(Itens armazenados do conjunto de dados)
--*--

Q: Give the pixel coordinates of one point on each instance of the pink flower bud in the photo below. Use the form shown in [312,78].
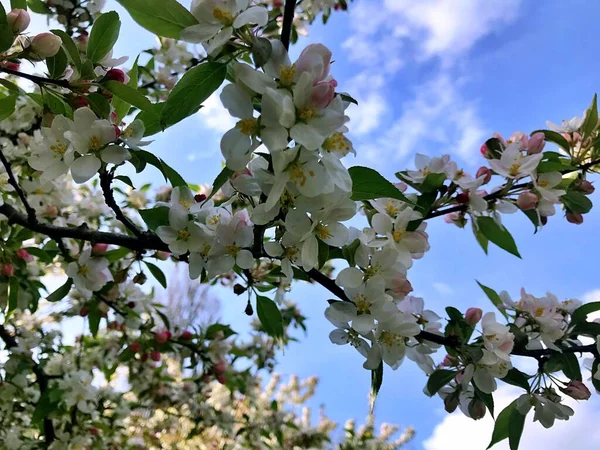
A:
[163,256]
[8,270]
[527,200]
[46,45]
[575,218]
[18,20]
[116,75]
[484,172]
[536,143]
[322,93]
[587,187]
[577,390]
[162,337]
[473,316]
[24,255]
[100,249]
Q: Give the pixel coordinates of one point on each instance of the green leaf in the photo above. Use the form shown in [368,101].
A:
[439,379]
[368,184]
[165,18]
[502,424]
[591,118]
[553,136]
[155,217]
[7,106]
[577,202]
[103,36]
[6,36]
[376,382]
[61,292]
[581,313]
[517,378]
[13,294]
[57,64]
[494,297]
[195,86]
[220,180]
[39,7]
[129,95]
[157,273]
[497,234]
[269,316]
[99,104]
[18,4]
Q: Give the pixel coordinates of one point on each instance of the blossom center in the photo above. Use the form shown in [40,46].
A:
[287,75]
[58,148]
[248,127]
[322,232]
[223,17]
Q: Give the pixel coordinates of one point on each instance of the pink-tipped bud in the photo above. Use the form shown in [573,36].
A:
[536,143]
[473,316]
[484,172]
[162,337]
[574,218]
[527,200]
[163,256]
[135,347]
[186,335]
[587,187]
[577,390]
[18,20]
[46,45]
[116,75]
[8,270]
[99,248]
[24,255]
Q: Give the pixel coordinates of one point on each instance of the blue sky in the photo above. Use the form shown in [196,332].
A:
[434,76]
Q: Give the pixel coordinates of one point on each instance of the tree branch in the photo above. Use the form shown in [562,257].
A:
[288,18]
[35,78]
[41,380]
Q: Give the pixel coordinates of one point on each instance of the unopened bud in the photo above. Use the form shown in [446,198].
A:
[575,218]
[536,143]
[18,20]
[527,200]
[46,45]
[484,172]
[577,390]
[116,75]
[473,316]
[476,409]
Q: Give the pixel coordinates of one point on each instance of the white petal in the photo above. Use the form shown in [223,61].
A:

--*--

> [Instruções do exercício]
Renomeie "photo" para "image" nas linhas da listagem que vão da linha que contém "shown in [446,198]." até o fim da listagem, inclusive. Devolva somente essas linhas, com todo o resto inalterado.

> [Resultado da tarefa]
Q: Give the pixel coordinates of one point on each instance of the unopened bud in the image above. Use the form shown in [446,198].
A:
[575,218]
[536,143]
[18,20]
[527,200]
[46,45]
[484,172]
[577,390]
[116,75]
[473,316]
[476,409]
Q: Give the pixel coordinates of one point on each instance of the white petal in the image above. Use the form shown in [223,61].
A:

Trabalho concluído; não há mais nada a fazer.